**Problem details**
Keeping every word in place, write out the entries that come next.

START Data supplied

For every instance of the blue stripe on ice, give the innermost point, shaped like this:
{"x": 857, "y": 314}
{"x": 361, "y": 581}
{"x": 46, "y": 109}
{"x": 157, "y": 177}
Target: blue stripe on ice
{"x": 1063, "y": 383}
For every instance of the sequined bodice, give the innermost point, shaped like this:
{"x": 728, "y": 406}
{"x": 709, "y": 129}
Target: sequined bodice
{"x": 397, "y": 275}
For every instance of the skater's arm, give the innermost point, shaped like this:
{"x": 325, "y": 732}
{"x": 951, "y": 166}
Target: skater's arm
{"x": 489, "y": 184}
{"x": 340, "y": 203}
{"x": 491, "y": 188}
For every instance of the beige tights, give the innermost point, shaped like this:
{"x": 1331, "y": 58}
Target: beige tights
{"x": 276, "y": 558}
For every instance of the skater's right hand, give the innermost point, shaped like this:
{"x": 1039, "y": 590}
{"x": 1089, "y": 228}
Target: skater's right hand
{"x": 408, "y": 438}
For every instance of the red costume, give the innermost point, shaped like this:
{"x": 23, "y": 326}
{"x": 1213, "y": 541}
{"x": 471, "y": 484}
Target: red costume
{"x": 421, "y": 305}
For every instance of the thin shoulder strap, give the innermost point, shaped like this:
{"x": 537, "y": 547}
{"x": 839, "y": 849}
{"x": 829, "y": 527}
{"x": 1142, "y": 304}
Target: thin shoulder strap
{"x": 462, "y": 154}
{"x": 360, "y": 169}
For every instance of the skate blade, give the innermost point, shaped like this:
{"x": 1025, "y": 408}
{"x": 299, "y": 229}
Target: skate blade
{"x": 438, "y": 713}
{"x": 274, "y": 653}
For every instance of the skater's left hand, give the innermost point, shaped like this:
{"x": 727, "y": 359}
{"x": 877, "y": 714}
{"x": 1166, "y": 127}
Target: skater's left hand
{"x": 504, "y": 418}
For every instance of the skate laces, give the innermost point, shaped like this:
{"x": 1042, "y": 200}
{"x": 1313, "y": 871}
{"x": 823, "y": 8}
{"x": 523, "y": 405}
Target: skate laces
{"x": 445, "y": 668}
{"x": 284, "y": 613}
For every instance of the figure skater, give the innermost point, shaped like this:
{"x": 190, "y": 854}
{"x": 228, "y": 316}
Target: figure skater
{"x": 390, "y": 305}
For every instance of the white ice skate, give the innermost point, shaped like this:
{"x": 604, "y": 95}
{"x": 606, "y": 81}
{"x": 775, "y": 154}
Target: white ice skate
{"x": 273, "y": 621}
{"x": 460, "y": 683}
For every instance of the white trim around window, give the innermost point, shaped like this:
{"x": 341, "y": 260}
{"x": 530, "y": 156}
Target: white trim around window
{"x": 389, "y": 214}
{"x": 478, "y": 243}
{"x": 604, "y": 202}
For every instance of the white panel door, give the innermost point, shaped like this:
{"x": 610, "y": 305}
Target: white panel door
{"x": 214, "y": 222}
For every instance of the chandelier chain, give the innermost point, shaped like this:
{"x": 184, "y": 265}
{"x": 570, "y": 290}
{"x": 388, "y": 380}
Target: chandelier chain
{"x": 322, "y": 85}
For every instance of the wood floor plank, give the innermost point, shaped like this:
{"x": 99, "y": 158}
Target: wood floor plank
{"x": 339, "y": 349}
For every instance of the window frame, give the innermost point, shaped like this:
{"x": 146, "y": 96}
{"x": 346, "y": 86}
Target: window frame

END Data supplied

**Answer space**
For every instance of the blue stripe on ice, give the innermost point, shaped like this:
{"x": 857, "y": 314}
{"x": 361, "y": 581}
{"x": 46, "y": 109}
{"x": 157, "y": 177}
Target: blue stripe on ice
{"x": 1063, "y": 383}
For every instance of the sequined bodice, give the innermost point, shaped like this:
{"x": 728, "y": 406}
{"x": 709, "y": 129}
Target: sequined bodice
{"x": 397, "y": 275}
For every instance of the skater's arm, give the innermost point, shaped like this:
{"x": 325, "y": 732}
{"x": 951, "y": 166}
Target: skater's arm
{"x": 489, "y": 184}
{"x": 340, "y": 203}
{"x": 491, "y": 188}
For every instance of the beige tights, give the innermost point, shaped like this:
{"x": 1331, "y": 58}
Target: beige tights
{"x": 276, "y": 558}
For every instance of the skater's right hand, give the innermost point, shaped like this:
{"x": 1039, "y": 590}
{"x": 1089, "y": 228}
Target: skater's right hand
{"x": 408, "y": 438}
For every instance of the red costume, give the innermost point, shaped like this:
{"x": 23, "y": 326}
{"x": 1213, "y": 541}
{"x": 471, "y": 484}
Target: red costume
{"x": 421, "y": 305}
For every instance of the thin shoulder strap, give the innermost point, shaped like this:
{"x": 537, "y": 547}
{"x": 839, "y": 849}
{"x": 829, "y": 527}
{"x": 1142, "y": 304}
Target: thin shoulder strap
{"x": 462, "y": 154}
{"x": 360, "y": 169}
For every instance of the skate blade, give the innermost point, shaped like this:
{"x": 1025, "y": 408}
{"x": 299, "y": 229}
Target: skate blade
{"x": 438, "y": 713}
{"x": 274, "y": 653}
For every instance of the skater's left hand, give the innermost point, shaped like this:
{"x": 727, "y": 359}
{"x": 877, "y": 714}
{"x": 1166, "y": 127}
Target: skater's left hand
{"x": 504, "y": 418}
For every instance of the skate laces, give the innermost point, shaped like this:
{"x": 1042, "y": 200}
{"x": 1313, "y": 871}
{"x": 823, "y": 8}
{"x": 523, "y": 405}
Target: skate laces
{"x": 445, "y": 668}
{"x": 284, "y": 613}
For every instance of the figure skater, give the innermost point, shaped like this:
{"x": 190, "y": 854}
{"x": 228, "y": 316}
Target: figure skater
{"x": 390, "y": 305}
For every instance of the white ice skate, give the innermost point, shaped like this:
{"x": 604, "y": 95}
{"x": 606, "y": 81}
{"x": 775, "y": 154}
Target: white ice skate
{"x": 273, "y": 621}
{"x": 460, "y": 683}
For every instance of the white trim around window, give the innermost point, shaped like this:
{"x": 341, "y": 260}
{"x": 530, "y": 156}
Target: white trim around window
{"x": 389, "y": 214}
{"x": 478, "y": 243}
{"x": 604, "y": 202}
For every instance of the white panel door, give the innermost point, shaped like this:
{"x": 610, "y": 305}
Target: white panel door
{"x": 214, "y": 222}
For every instance of the chandelier chain, give the innermost point, shaped like this:
{"x": 184, "y": 265}
{"x": 570, "y": 290}
{"x": 388, "y": 380}
Target: chandelier chain
{"x": 322, "y": 85}
For every instance of the wood floor plank, give the innermost point, shaped like this:
{"x": 99, "y": 158}
Target: wood floor plank
{"x": 339, "y": 349}
For every instance of the window frame, give the innermost point, shaped like this:
{"x": 146, "y": 96}
{"x": 346, "y": 86}
Target: window frame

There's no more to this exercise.